§ YOUR OBJECTIVE: Give only the number of lines in the listing below where the string "door" occurs.

§ RECORDS TO USE:
+++

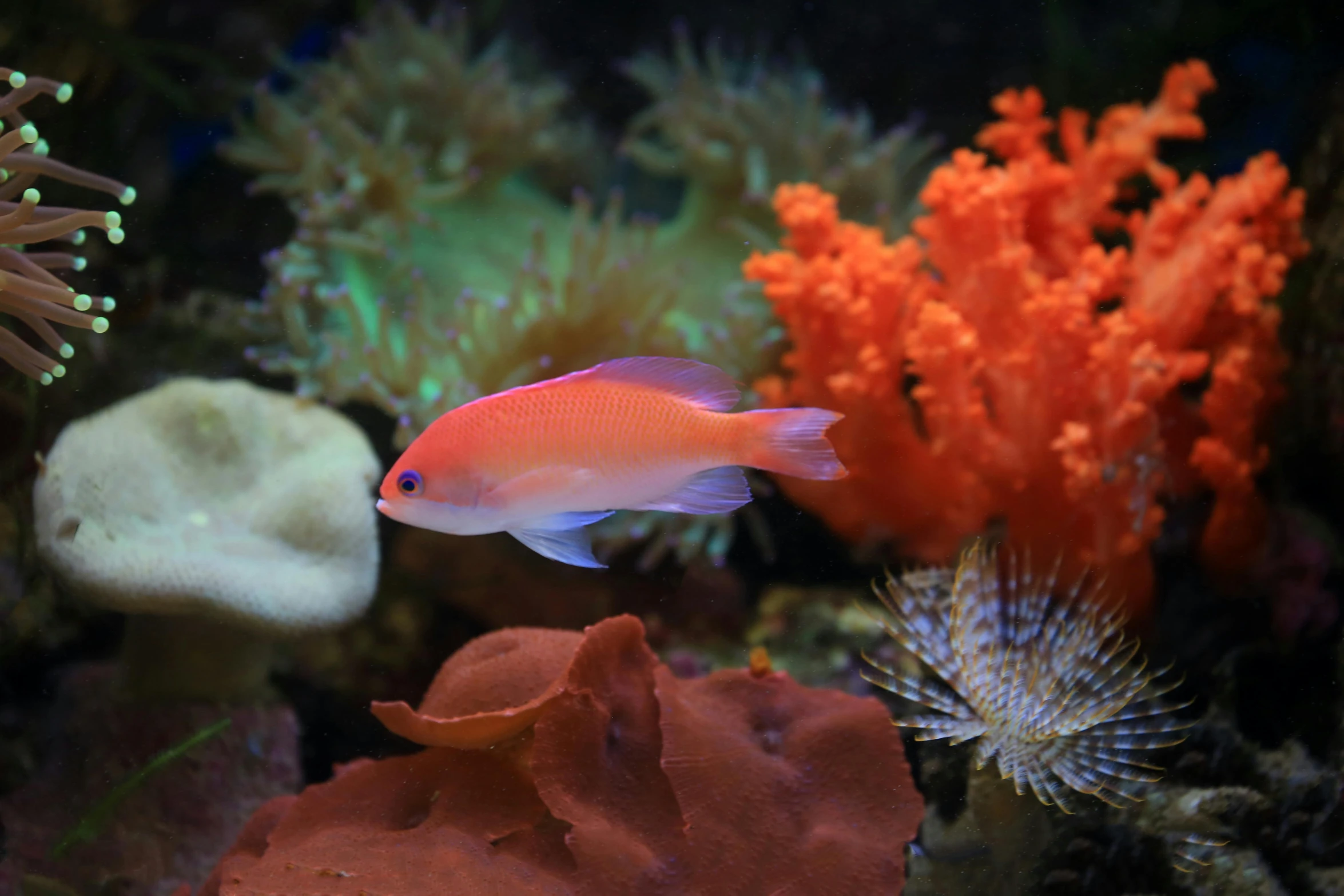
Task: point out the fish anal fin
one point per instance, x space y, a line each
542 481
566 546
702 385
719 491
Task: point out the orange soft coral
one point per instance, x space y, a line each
1003 364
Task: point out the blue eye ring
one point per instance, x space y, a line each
410 484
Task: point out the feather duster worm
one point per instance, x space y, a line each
1049 686
1007 366
29 290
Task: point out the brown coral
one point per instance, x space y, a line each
625 781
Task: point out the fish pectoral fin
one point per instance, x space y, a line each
718 491
566 546
542 481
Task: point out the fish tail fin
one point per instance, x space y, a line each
793 443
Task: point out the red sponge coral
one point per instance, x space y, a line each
562 763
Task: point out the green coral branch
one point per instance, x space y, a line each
88 828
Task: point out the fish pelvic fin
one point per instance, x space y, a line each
719 491
793 443
562 536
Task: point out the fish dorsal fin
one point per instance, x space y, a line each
702 385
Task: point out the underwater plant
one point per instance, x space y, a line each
432 266
1008 367
29 290
1045 679
562 762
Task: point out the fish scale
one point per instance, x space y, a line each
546 460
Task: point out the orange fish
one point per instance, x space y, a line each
543 461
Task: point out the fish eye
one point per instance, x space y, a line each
410 484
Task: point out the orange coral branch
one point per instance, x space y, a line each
1007 366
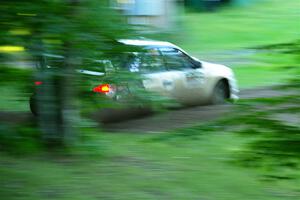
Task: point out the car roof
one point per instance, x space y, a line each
147 43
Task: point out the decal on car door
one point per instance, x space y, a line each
194 79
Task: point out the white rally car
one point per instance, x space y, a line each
170 71
166 70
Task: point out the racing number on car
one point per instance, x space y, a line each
193 79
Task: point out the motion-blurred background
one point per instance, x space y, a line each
248 150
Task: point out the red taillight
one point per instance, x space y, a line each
103 88
37 83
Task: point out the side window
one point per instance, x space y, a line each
152 61
175 59
134 62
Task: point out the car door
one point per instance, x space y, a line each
189 76
156 76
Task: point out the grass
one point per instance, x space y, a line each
266 69
223 37
138 167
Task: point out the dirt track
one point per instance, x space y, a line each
165 121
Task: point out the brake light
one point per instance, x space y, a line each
103 88
37 83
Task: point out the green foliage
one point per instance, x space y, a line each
20 139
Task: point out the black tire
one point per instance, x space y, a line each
220 93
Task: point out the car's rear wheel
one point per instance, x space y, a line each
220 93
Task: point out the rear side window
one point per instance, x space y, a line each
149 61
175 59
152 61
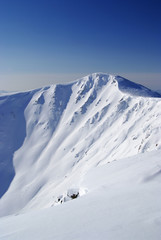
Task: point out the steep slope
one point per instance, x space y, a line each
123 202
63 131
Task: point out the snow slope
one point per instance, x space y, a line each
123 202
52 137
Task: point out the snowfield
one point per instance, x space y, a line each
81 161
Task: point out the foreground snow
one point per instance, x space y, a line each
122 202
81 161
51 137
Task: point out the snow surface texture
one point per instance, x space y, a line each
52 140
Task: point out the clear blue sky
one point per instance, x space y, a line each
45 40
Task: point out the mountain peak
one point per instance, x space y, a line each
124 85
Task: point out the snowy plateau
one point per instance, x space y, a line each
81 161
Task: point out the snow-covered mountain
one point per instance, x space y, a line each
52 136
54 140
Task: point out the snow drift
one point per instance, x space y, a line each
50 138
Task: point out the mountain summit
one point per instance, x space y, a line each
51 137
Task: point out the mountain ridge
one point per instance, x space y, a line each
65 130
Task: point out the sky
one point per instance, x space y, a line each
54 41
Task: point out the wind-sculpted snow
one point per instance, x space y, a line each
51 137
12 134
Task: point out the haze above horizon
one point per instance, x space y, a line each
44 42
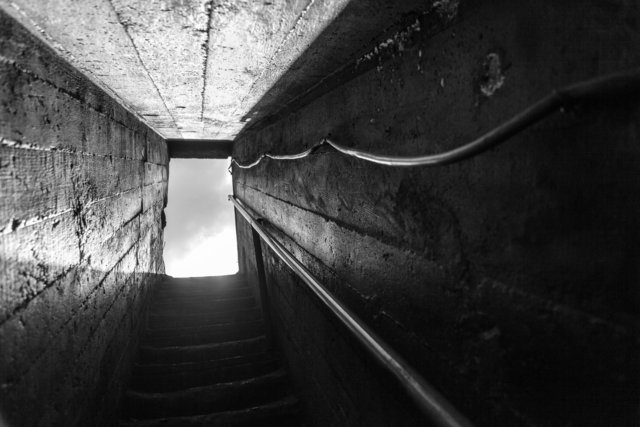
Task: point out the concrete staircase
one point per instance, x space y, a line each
204 360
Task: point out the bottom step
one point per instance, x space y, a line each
282 413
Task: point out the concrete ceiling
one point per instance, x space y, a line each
196 69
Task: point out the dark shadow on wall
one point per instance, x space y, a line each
364 35
67 351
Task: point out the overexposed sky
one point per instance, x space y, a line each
200 237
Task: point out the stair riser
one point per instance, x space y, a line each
201 353
210 401
161 369
202 306
284 413
205 335
169 296
193 320
182 380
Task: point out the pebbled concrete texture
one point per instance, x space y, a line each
510 280
205 69
188 68
82 188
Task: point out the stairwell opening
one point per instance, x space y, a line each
200 235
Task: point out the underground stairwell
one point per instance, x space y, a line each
204 360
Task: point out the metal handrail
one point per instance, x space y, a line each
430 402
615 85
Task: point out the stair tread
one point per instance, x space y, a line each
288 405
203 351
229 331
204 360
197 365
184 377
210 389
204 399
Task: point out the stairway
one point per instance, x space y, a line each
204 360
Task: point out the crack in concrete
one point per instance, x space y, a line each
14 64
75 311
205 65
144 66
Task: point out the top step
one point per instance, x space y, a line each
194 285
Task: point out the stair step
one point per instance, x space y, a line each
188 295
203 334
202 352
201 283
205 399
161 378
174 320
204 305
282 413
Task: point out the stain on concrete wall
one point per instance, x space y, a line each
510 280
82 189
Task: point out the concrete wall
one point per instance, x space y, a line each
82 188
510 281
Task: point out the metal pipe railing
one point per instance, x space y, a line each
430 402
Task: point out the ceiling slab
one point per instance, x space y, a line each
204 69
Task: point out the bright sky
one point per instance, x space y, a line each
200 237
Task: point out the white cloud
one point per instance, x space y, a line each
200 237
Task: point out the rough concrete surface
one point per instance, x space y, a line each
83 186
510 280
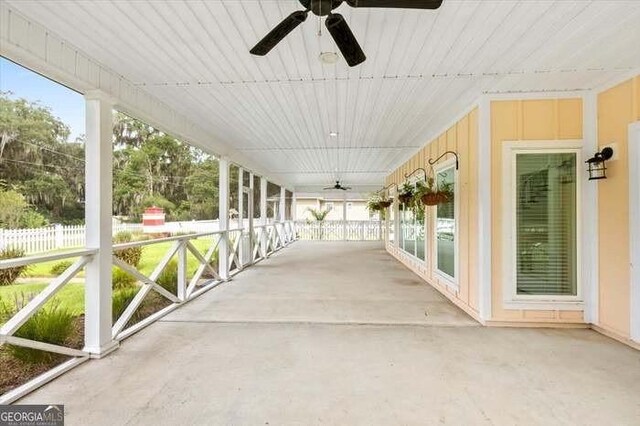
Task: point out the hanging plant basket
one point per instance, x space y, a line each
405 198
431 199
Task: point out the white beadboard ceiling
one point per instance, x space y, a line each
424 68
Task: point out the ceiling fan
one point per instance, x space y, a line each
338 187
335 23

+++

§ RESPONSE: 2